| REQUESTS |
1. Reproduce the passage of the FastAPI setup write-up from "My initial task" to "inside the virtual environment.".
2. Answer these questions using the FastAPI setup write-up, with one answer per line marked to match:
(a) Which version of FastAPI was installed?
(b) Which two files does the command "pipenv --python 3.8" create?
(c) What name was given to the new folder made with mkdir?
3. Go on with the FastAPI setup write-up, starting after its final sentence.

| TEXT PROVIDED |
⁂

In this challenge, I set up a virtual environment for a FastAPI project using Python 3.8 and pipenv library. The goal was to create a project structure, install FastAPI version 0.99.1, and ensure the proper setup of the virtual environment.
My initial task involved the installation of pipenv, a tool I hadn't previously used. To achieve this, I executed the following command in the terminal:
pip install pipenv
Next, I have to create the virtual environment with an image of python 3.8, which I had already installed in my computer. By navigating to the project's designated folder, I executed the command:
pipenv --python 3.8
This creates a Pipfile and a Pipfile.lock, which are the files pipenv uses to controll the virtual environment. Once the virtual environment is created, the next step is to activate it, which can be done by using the command:
pipenv shell
This action activates the virtual environment within the terminal, ensuring that all scripts are executed within this environment rather than relying on the global installation. Now I can install all the required packages inside the virtual environment.
Let's install FastAPI 's 0.99.1 version, which will be used in the next challenges. To do so, I ran the next command:
pipenv install fastapi==0.99.1
With this, the venv is all set, and we can verify that the FastAPI library is installed by checking the Pipfile/. Now, this file says that uvicorn and pandas are installed as well, but those packages will be installed later in this same challenge.
Once the venv is set, I created a new folder named "app", which will be where the scripts of the challenge will be created. Considering that I was already in the folder of the project, all i had to do was to run the command:
mkdir app
Which is Window's command to create a directort. Now the structure of the project folder looks like this, but this will be modified as we go on with the challenge:
atrato-challenge-LYCC/
├── Pipfile
├── Pipfile.lock
└── app/
For the next part of the challenge, I was required to create a script named test.py, which uses basic Python and the pandas library. Given a list of students' names and IDs, this script generates 3 randomn notes for every student and calculates the average of the notes, storing the results in a pandas DataFrame.

⁂

| DATASET EXTRACT |

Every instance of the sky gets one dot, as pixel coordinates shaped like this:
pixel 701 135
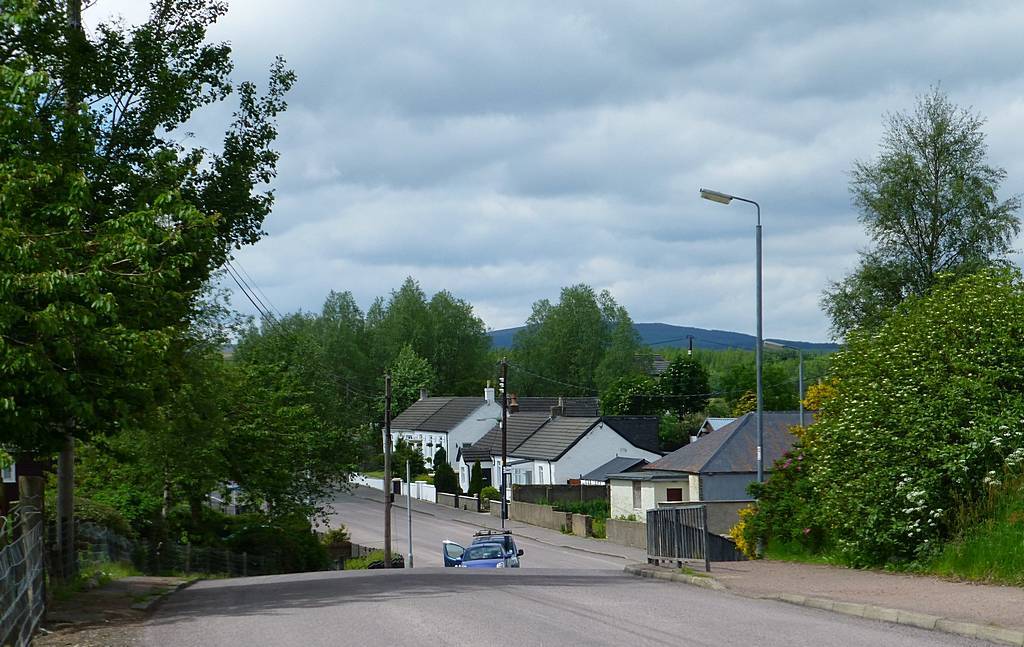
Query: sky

⁂

| TASK-BY-TASK ANSWERS |
1.
My initial task involved the installation of pipenv, a tool I hadn't previously used. To achieve this, I executed the following command in the terminal:
pip install pipenv
Next, I have to create the virtual environment with an image of python 3.8, which I had already installed in my computer. By navigating to the project's designated folder, I executed the command:
pipenv --python 3.8
This creates a Pipfile and a Pipfile.lock, which are the files pipenv uses to controll the virtual environment. Once the virtual environment is created, the next step is to activate it, which can be done by using the command:
pipenv shell
This action activates the virtual environment within the terminal, ensuring that all scripts are executed within this environment rather than relying on the global installation. Now I can install all the required packages inside the virtual environment.

2.
(a) 0.99.1
(b) A Pipfile and a Pipfile.lock
(c) app

3.
To begin with, once the test.py file was created inside the app folder, I installed the pandas library in the venv that I created before. To do this, ensuring the venv is already active, I ran the command:
pipenv install pandas==1.5.2
This installs the pandas package in the virtual environment created by pipenv, as shown in the Pipfile. Once the venv was set, I wrote the script in the file test.py. This script has 4 functions, each one performing a diferent task.
- The
generate_random_list
function generates a list of random integer numbers between 1 and 10 using random library. This will help to create the random notes for each students. - The
create_dataframe
function takes the students' names and IDs as input, generates 3 random notes for each student, and then creates a pandas.DataFrame object from the data. - The
calculate_average
function takes the pandas.DataFrame created by the previous function, calculates the average of every student's notes and appends a new column to the dataframe named 'avg'. - Finally, the
test
function describes the global algorithm of how the script should be executed, providing the students' names and their ids, creating the dataframe and then calculating the averages.
By executing the script, I get the following terminal output:
Which shows that this stage of the challenge has been completed successfully. Notice that since the notes1, notes2 and notes3 columns are generated randomly, each execution of the code may lead to different results.
In this phase of the challenge, I constructed a FastAPI application within the main.py file, created an endpoint to recieve a POST request for an user's ID from the API working on the local host using uvicorn package.
To begin with, it's important to add the uvicorn package to the venv created in the first part of the challenge. To do so, I ran the following command, ensuring the venv was active:
pipenv install uvicorn==0.19.0
Once the package was installed, I created the main.py file, which has two different enpoints:
- The
root
enpoint, which method is of GET type, and simply retrieves a Hello World message as a JSON object - The
test
enpoint, which method is of POST type, takes an integer id as an input and returns a response message containing the inputed ID.
To execute this API from my local host, I simply needed to run the following command, outside of the app directory:
pipenv run uvicorn app.main:app --reload
To test out the new API, I used Postman so I can send it requests. Since the API is runing in the localhost, all the requests must be sent to http://127.0.0.1:8000
. A simple request of GET type to the root endpoint as shown in the next image:
will return the following message, with a status of 200 and in a time of 4ms as shown in the Postman interface:
To test out the test enpoint, I can make another request, now of POST type, as follows:
Which once sent to the API, will now retrieve the following response:
This shows that the API works in the localhost. Now I'll fire up a Docker container with the API, so it works in any computer withot worrying about the packages.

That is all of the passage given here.